╭─ Supplied passage

Lower the Drinking Age: Ineffective Restrictions Promote Toxic Culture

For the millionth time, lower the drinking age. Whether it’s drinking socially in moderation or getting totally drunk with friends, alcohol is bound to social traditions across the globe. In the United States, the national drinking age of 21 is a complete legislative and social failure. Conceived as a way to curb deaths due to drunk driving, the drinking age has instead contributed to the creation of a toxic drinking culture. The age should be lowered to 18 to make the legal meaning of adulthood more consistent and to shorten the amount of time in which young adults could learn toxic behaviors, such as binge drinking.

Much of the rhetoric supporting the current drinking age is about keeping teenagers safe. Underage people are going to drink, no matter the drinking age. Lowering the drinking age to 18 has absolutely nothing to do with allowing adolescents to drink. We’re talking about adults. Legally, an 18-year-old is considered an adult in the United States, someone who can die for their country and drown themselves in student loan debt. Simply, the fact that the law does not trust a legal adult — who should have the freedom to make their own decisions — to drink alcohol is imbecilic and puritanical.

That is not to say that there aren’t risks to drinking alcohol. But some of these risks are the fault of American drinking culture, which are only worsened by the drinking age being set at 21. Yes, drinking at a younger age can inhibit the development of one’s prefrontal cortex, the part of the brain responsible for making decisions, but a higher drinking age would encourage the toxic culture that for some leads to harmful drinking habits at a younger age. Acute problems that result from a toxic drinking culture — such as death from alcohol poisoning — are just as dangerous as this inhibition.

As a college student, I’ve witnessed multiple situations where an inexperienced drinker does not understand their alcohol tolerance and ends up sick or even hospitalized for drinking too much. In those cases, the law is an overprotective helicopter parent, attempting to shield everyone from the realities of the adult world. This sort of excessive drinking is for 4,300 deaths a year in the U.S. Lowering the legal age to 18 would allow young adults to learn to drink respectfully and in moderation, leading to a healthier drinking culture, such as those in many European countries, where children are eased into more considerate habits from an early age. A 2011 World Health Organization study found that even though Americans drink less than Europeans, we die more frequently from alcohol-related causes.

In addition to lowering the drinking age, a better dialogue within parenting and educational communities is essential to reforming American drinking culture. Current standards mirror the failures of abstinence-only sex education, which does nothing to curb teen pregnancy by telling people to “not have sex.” We should encourage an understanding of normal human behavior — whether it be sex or drinking — not make taboos out of them. In the end, drinking alcohol is a bonding tradition within many communities, and has been throughout history. So many healthy adult relationships are forged with these potent brews, and trying to force the instinct to drink away is as damaging as a college kid’s worst blackout, except with much larger social implications.

Evan Amaral (21C) is from Statesboro, Ga.

╰─
╭─ Recorded information

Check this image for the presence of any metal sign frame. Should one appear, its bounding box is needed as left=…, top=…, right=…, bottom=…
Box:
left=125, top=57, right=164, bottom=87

╰─

Work item: Can you reproduce, word for word, the part of the drinking-age essay starting with "In addition to" and going on through "larger social implications."?

Result below:
In addition to lowering the drinking age, a better dialogue within parenting and educational communities is essential to reforming American drinking culture. Current standards mirror the failures of abstinence-only sex education, which does nothing to curb teen pregnancy by telling people to “not have sex.” We should encourage an understanding of normal human behavior — whether it be sex or drinking — not make taboos out of them. In the end, drinking alcohol is a bonding tradition within many communities, and has been throughout history. So many healthy adult relationships are forged with these potent brews, and trying to force the instinct to drink away is as damaging as a college kid’s worst blackout, except with much larger social implications.